<<<<

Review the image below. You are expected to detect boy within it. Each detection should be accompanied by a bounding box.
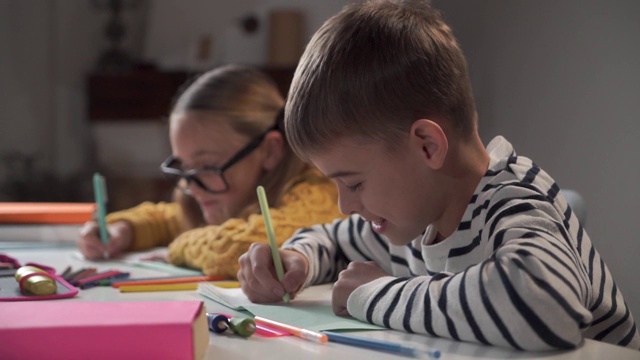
[237,0,639,351]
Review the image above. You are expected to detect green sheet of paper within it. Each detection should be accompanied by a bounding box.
[244,301,383,332]
[198,283,383,332]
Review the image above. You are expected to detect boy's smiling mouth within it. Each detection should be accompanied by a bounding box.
[360,215,387,233]
[371,219,386,233]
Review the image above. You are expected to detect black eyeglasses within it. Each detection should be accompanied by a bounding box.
[160,126,274,194]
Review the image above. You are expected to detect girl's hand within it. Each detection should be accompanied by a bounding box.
[76,220,133,259]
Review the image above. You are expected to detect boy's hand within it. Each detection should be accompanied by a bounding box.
[237,243,308,303]
[76,220,132,260]
[332,261,388,316]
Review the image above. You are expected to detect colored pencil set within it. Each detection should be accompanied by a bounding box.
[61,266,130,289]
[60,266,239,292]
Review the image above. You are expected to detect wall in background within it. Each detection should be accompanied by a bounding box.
[0,0,351,201]
[143,0,351,69]
[0,1,146,200]
[434,0,640,320]
[0,2,58,195]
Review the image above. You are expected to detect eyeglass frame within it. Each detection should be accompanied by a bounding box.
[160,124,277,194]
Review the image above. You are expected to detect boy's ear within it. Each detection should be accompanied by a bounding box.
[409,119,448,170]
[261,131,285,171]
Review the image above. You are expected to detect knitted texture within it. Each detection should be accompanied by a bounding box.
[106,202,184,251]
[168,178,342,278]
[106,176,342,278]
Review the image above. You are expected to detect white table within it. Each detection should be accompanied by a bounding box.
[3,245,640,360]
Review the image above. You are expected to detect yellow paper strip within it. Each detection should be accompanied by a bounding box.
[119,281,239,293]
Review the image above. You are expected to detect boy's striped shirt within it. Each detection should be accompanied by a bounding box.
[282,136,639,351]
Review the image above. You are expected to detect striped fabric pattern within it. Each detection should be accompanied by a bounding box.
[282,136,639,351]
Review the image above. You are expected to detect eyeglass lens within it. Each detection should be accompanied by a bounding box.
[163,169,228,194]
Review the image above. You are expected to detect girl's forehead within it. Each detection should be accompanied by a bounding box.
[171,112,250,143]
[170,113,248,159]
[171,111,233,132]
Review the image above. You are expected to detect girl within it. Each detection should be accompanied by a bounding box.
[77,65,342,278]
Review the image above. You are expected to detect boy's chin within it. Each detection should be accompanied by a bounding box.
[387,230,421,246]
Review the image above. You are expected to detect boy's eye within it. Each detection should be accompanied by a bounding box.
[346,182,363,192]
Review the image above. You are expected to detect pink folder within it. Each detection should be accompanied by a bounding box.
[0,300,209,360]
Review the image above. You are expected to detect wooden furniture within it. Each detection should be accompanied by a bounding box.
[88,69,189,121]
[88,66,296,121]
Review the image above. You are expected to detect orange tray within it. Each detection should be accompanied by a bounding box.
[0,202,96,224]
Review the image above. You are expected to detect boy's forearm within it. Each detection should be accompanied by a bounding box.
[282,215,395,286]
[282,224,345,287]
[346,243,590,351]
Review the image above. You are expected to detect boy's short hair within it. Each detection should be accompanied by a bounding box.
[285,0,476,159]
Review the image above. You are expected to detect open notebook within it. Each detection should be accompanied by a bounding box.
[198,282,383,332]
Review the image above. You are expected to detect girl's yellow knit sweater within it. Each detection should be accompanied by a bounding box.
[105,177,342,278]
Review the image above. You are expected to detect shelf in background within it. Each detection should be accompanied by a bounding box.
[88,70,190,121]
[87,66,296,121]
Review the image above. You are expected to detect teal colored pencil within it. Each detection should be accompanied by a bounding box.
[93,173,109,258]
[256,185,290,303]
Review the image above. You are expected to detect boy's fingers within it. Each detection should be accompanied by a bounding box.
[279,250,308,293]
[331,287,350,316]
[238,264,281,303]
[237,243,285,300]
[248,244,284,286]
[281,251,306,273]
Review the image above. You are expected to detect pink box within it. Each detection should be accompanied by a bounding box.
[0,300,208,360]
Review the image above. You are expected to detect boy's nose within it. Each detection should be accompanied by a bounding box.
[338,190,362,216]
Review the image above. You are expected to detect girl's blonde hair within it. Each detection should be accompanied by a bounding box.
[171,64,311,229]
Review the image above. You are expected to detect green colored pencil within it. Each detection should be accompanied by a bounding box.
[256,185,290,303]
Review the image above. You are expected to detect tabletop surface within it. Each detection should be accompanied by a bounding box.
[3,245,640,360]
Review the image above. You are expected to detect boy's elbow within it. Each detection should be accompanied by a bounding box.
[475,321,583,351]
[506,313,586,351]
[518,331,583,352]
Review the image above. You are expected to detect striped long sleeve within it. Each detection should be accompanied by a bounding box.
[282,136,639,351]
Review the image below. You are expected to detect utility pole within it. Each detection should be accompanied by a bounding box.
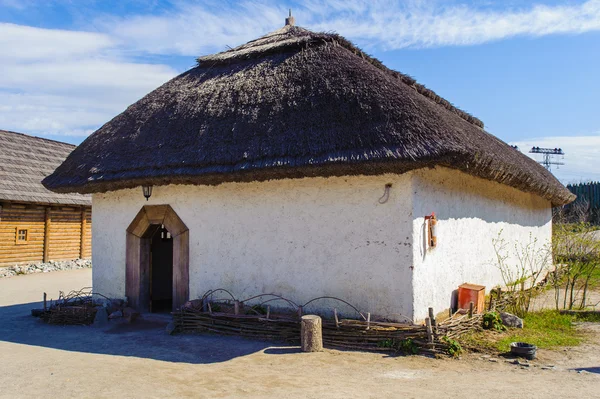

>>>>

** Task to carry out **
Reproduce each record above by retyping it exactly; omit all images.

** Completed task **
Review the image below. You are expected to detect boy within it. Each detection should be accompanied by a bounding box.
[237,0,639,351]
Review the image above. You are expected to detect green sheet of paper within it. Each detection should be accompanied by a bounding box.
[244,301,383,332]
[198,283,383,332]
Review the image above. You are expected to detect boy's smiling mouth within it. Each detection should be accompanied by a bounding box.
[360,215,387,233]
[371,219,386,233]
Review the image above. You are expected to detect black eyeglasses within it. Each detection should be accompanied by a bounding box.
[160,126,274,194]
Review the image above. You are expected to detect girl's hand within it. Each detection should be accompanied by a bounding box.
[76,220,133,259]
Review the image above. You are expected to detect boy's hand within it. Each detection should be accompanied by a bounding box.
[237,243,308,303]
[76,220,132,260]
[332,261,388,316]
Review the image above. You are expected to detect colored pencil set within it. Each detection should be accompanied by a bounding box.
[61,266,130,289]
[60,266,239,292]
Review the image above. You are expected to detect wall in background within it. Each detection should be accompanied by a bounding box.
[0,0,351,201]
[143,0,351,69]
[0,1,146,200]
[434,0,640,320]
[0,2,58,195]
Review the image above. You are expected to detect eyeglass frame within it. Each detection should be accompanied by a bounding box.
[160,124,277,194]
Review the image above. You are expected to detect boy's ear within it. Each detection should be accompanied by a bounding box.
[409,119,448,170]
[261,131,285,171]
Review the image above. You are expected to detect knitted texture within it. Each detection should be accompanied by a bounding box.
[106,202,184,251]
[168,178,342,278]
[106,176,342,278]
Review the image above. You are expected to detect white table within it. Each detection should be accompanied by a bounding box.
[3,245,640,360]
Review the image above. You are expected to detect yellow paper strip within it. Each detection should be accompanied by a bounding box.
[119,281,239,293]
Review the image above. You are expected to detect boy's striped shirt within it. Each detection should be accompanied by a bounding box.
[282,136,639,351]
Review the image above. You are expected to detect striped fabric pattern within it. Each detection should be accompanied by a bounding box.
[282,136,639,351]
Review the image above. You are expected to detect eyeglass lens within it. Each detection should be accompanied by a bounding box.
[163,169,228,194]
Review the image above. You are expected to detect girl's forehead within it. Each detection should be accompanied by a bounding box.
[171,112,250,143]
[170,113,248,159]
[171,111,233,132]
Review the image above. You are expected to detect girl within it. Each detection should be accompanied by a bounding box.
[77,65,342,278]
Review the image above. You are expected to detect boy's chin within it. Each detection should be accompanied by a bounding box.
[387,230,421,246]
Review the image above. You are expected to detect boy's eye within it. Each detection should be accompanied by a bounding box.
[346,182,363,192]
Review the image above. You are expected to detect pink folder within it. Each detection should be accompanied by a bounding box.
[0,300,209,360]
Review the image above. You are expected to detect wooden furniture within it. Each detection should be accompanied by a bounding box.
[88,69,189,121]
[88,66,296,121]
Review the image above. You are expected to detect orange tray within it. Each detection should be accompanied by a bounding box.
[0,202,96,224]
Review the image above. You are expected to detect boy's forearm within it. Each detection should be accompanied by a bounding box.
[282,215,395,286]
[282,224,345,287]
[346,243,590,351]
Review the image above. You are expected to detect boy's short hair within it. Each detection should be accompanied by a bounding box.
[285,0,476,159]
Review the image above. You are expected to detect open notebook within it. Each detection should be accompanied by a bounding box.
[198,282,383,332]
Review the image above. You are expected to detect girl's yellow knit sweater within it. Each detection should be accompanied by a bounding box.
[105,177,342,278]
Review the image above. You are expected to detect shelf in background within it. Each detection should be accompanied by a bounding box.
[88,70,190,121]
[87,66,296,121]
Review the image above. You are expected to detect teal colored pencil within it. Each detection should be accompanied by a bounding box.
[93,173,109,258]
[256,185,290,303]
Review the image above. You are expected to detect boy's fingers within it. Each detection should be accompanied by a bounding box.
[279,250,308,293]
[331,287,350,316]
[238,264,281,303]
[237,243,285,300]
[248,244,284,286]
[281,251,306,273]
Review the image above. You are expected to detect pink box within it. Each detection should be accompanied by a bounding box.
[0,300,208,360]
Review the image above. You are expected to detect boy's nose within it. Each detection should be accompanied by a bounding box.
[338,190,362,216]
Review the image above. You are expected to detect girl's blonde hair within it. Each detection should be accompanied by a bounding box.
[171,64,311,229]
Review the image above. You are expected to detect green colored pencil within it. Each detection should be accompanied by a bounding box.
[256,185,290,303]
Review the image above. You are expected to detect tabletop surface within it. Each detection should be accompanied by a bounding box.
[3,245,640,360]
Review the image above. You are expected to detect boy's elbow within it. Each detection should be accompanied by a bounding box.
[475,321,583,351]
[506,313,586,351]
[518,331,583,352]
Review the image above. You are expected to detect striped long sleeve within it. Each detection should be accompanied by a bounding box.
[282,136,639,351]
Review the image below. You are expected to detect utility pole within it. Each detection should be accompanied by a bounding box.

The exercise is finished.